Dataset rows:
____
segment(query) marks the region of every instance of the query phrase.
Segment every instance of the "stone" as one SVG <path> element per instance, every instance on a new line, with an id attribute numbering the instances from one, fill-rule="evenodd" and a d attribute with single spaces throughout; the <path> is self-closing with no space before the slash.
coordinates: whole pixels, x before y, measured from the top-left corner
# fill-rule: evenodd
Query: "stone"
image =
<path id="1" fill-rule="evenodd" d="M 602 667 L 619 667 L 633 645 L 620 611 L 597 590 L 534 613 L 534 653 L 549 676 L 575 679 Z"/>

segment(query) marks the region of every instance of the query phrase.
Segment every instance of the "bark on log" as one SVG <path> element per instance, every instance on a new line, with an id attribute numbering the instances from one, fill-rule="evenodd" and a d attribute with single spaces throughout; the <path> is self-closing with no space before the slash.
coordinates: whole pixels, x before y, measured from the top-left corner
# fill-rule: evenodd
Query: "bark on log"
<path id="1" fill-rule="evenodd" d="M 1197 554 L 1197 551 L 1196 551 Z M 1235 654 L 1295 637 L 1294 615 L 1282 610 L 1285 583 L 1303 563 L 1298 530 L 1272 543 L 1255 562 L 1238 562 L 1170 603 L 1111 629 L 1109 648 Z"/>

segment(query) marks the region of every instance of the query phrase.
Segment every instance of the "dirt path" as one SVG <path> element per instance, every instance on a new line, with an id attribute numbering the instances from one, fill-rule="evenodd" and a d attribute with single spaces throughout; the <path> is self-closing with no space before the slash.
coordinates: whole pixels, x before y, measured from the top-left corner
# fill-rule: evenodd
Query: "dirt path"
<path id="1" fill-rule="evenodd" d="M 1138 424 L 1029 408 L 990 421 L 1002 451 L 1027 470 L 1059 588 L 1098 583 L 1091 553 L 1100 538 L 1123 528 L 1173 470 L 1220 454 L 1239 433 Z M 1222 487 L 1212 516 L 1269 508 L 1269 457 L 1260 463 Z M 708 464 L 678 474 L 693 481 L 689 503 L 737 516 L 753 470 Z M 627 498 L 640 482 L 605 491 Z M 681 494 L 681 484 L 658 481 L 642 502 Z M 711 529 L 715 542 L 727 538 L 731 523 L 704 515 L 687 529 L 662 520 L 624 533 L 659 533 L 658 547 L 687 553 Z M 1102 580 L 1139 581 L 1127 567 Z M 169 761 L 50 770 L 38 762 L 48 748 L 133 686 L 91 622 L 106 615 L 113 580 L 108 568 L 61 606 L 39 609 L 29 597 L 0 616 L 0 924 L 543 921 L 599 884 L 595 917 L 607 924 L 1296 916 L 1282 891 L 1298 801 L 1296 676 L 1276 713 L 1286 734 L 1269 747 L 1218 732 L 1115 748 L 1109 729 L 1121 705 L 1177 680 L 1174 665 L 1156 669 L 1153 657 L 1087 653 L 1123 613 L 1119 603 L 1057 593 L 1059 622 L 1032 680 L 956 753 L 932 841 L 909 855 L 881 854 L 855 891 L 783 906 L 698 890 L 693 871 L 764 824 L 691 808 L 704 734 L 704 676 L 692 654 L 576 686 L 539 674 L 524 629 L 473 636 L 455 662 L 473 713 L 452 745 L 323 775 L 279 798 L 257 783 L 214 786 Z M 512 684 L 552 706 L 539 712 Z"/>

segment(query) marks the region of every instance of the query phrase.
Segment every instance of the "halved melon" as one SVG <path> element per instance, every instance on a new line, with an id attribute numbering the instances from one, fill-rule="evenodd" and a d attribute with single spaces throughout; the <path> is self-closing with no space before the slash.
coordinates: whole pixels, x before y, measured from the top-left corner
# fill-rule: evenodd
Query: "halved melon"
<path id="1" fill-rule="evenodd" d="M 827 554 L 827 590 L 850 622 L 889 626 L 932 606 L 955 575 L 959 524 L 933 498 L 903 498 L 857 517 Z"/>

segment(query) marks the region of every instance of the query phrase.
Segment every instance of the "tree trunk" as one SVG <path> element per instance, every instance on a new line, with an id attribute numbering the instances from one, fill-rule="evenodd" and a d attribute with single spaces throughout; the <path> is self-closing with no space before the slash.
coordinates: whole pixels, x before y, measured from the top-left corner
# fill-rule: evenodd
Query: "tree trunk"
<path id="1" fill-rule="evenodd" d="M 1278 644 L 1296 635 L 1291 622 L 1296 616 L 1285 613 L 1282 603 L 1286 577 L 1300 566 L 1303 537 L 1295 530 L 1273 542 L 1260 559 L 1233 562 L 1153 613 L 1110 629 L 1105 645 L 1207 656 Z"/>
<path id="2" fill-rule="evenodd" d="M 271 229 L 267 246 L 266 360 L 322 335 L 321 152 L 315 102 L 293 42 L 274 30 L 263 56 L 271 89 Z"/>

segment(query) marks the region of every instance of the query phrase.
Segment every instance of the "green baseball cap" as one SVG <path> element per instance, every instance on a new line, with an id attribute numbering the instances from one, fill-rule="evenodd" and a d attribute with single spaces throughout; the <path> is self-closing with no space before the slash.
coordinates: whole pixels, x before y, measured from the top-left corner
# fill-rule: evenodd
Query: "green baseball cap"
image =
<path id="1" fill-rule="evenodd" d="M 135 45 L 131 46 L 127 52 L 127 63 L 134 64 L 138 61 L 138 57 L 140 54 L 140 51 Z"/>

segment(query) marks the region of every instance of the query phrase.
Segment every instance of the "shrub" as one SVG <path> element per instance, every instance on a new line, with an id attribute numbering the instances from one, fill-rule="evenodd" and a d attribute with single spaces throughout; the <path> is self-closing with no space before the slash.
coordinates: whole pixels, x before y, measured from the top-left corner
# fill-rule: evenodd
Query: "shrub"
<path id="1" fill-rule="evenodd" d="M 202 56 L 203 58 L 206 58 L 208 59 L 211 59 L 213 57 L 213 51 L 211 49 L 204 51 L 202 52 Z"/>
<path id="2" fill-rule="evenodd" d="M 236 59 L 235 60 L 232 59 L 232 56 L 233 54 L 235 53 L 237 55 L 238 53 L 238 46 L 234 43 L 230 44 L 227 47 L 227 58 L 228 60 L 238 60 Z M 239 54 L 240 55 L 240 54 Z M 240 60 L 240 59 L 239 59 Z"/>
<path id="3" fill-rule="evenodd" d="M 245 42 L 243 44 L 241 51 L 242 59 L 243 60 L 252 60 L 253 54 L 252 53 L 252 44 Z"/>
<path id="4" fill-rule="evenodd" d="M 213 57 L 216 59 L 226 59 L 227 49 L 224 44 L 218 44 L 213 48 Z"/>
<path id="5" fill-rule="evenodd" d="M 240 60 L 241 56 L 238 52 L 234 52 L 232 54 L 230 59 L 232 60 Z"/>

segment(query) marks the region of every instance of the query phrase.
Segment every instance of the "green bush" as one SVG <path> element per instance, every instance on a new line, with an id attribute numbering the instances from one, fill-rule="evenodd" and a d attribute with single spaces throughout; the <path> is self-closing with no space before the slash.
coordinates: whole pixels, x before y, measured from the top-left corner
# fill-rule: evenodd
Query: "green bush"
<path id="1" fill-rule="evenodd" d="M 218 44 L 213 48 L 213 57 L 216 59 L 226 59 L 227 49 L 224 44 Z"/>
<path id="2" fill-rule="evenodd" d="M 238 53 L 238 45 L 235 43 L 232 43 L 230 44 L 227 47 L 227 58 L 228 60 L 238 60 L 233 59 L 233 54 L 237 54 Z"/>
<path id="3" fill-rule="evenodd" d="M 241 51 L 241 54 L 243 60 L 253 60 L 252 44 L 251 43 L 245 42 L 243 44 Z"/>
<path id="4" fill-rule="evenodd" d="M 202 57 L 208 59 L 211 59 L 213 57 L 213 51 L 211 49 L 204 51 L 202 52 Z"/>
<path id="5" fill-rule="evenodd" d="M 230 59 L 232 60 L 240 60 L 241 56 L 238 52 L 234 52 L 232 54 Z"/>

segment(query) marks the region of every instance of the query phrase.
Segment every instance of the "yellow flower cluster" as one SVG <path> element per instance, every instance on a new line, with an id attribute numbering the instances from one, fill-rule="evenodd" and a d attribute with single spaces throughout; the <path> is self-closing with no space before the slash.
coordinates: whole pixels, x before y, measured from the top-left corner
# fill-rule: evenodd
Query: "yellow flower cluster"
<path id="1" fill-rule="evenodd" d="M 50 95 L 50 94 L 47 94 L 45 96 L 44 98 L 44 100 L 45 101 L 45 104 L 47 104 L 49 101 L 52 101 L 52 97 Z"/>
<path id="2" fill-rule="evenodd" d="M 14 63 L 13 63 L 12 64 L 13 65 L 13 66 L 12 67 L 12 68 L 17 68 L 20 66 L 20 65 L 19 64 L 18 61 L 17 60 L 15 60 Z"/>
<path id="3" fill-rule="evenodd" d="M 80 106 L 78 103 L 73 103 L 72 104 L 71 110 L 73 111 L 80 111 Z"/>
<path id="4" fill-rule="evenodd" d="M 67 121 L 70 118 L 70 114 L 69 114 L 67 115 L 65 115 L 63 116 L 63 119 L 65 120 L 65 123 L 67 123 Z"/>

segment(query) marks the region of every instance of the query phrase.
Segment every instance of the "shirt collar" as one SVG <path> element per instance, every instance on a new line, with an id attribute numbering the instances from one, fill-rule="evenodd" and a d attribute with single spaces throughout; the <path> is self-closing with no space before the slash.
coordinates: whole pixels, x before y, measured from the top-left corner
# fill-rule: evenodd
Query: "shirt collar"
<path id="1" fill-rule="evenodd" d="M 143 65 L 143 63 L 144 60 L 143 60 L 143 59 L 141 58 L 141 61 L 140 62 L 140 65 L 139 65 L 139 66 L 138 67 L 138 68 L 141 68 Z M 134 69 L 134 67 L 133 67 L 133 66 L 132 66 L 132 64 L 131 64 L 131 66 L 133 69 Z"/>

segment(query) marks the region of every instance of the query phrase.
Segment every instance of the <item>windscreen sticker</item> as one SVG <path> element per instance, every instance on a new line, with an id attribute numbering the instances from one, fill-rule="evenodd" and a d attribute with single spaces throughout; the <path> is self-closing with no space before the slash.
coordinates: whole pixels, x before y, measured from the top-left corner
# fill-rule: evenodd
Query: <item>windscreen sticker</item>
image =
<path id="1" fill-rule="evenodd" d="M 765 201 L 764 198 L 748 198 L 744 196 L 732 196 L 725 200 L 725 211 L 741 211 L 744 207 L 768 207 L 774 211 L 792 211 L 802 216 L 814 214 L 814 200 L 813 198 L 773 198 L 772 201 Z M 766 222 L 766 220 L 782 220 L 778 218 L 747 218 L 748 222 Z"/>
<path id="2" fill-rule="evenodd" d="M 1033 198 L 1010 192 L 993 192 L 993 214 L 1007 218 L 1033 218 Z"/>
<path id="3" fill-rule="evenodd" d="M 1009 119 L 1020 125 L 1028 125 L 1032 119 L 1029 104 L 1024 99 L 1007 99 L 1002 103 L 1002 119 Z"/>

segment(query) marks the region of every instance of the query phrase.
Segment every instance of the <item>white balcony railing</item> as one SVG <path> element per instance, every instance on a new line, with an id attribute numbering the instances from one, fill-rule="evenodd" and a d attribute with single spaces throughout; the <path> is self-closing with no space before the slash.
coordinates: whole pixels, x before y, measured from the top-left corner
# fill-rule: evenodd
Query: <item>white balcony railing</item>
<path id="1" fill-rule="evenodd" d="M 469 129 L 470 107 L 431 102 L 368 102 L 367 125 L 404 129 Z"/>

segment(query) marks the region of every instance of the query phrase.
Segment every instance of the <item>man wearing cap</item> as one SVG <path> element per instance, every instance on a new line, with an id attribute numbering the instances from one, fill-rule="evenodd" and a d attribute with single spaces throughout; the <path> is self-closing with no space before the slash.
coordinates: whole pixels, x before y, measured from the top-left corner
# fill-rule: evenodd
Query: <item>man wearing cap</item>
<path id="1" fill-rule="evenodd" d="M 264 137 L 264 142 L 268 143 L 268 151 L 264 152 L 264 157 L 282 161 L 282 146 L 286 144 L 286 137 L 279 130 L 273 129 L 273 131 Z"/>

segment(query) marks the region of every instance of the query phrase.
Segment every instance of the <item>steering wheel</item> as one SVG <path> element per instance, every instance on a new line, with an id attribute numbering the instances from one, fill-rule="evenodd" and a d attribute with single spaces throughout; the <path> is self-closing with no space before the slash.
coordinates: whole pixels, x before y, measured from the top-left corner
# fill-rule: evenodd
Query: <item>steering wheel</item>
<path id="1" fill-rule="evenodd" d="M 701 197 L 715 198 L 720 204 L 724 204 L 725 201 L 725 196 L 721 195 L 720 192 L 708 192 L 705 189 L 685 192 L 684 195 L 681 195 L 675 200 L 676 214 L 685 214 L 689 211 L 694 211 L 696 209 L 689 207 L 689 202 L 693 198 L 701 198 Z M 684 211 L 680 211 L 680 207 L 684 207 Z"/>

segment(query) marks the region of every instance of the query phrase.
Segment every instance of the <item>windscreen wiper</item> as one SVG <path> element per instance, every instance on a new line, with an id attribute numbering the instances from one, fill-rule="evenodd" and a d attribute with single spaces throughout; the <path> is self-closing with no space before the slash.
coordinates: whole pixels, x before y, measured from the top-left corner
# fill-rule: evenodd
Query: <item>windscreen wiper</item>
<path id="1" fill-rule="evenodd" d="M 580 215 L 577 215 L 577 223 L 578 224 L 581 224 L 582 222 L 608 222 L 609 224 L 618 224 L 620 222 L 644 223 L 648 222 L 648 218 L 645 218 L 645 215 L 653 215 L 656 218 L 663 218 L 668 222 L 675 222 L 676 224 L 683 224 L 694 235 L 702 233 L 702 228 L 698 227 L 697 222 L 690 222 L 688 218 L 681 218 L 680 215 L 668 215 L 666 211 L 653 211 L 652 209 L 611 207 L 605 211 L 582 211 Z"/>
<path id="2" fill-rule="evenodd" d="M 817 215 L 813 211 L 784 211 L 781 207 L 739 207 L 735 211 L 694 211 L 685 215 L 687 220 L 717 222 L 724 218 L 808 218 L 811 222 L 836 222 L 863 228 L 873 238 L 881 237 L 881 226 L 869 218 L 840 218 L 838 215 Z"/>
____
§ **PROMPT**
Pick out each of the lines above that contains the string "cluster", matching case exactly, and copy those lines.

§ **TASK RESULT**
Segment every instance of the "yellow flower cluster" as one SVG <path> element per instance, every instance on a new line, with an id attribute numbering the instances from one, fill-rule="evenodd" and a d attribute with single spaces throughout; the <path> is self-closing with no space before the slash.
Query: "yellow flower cluster"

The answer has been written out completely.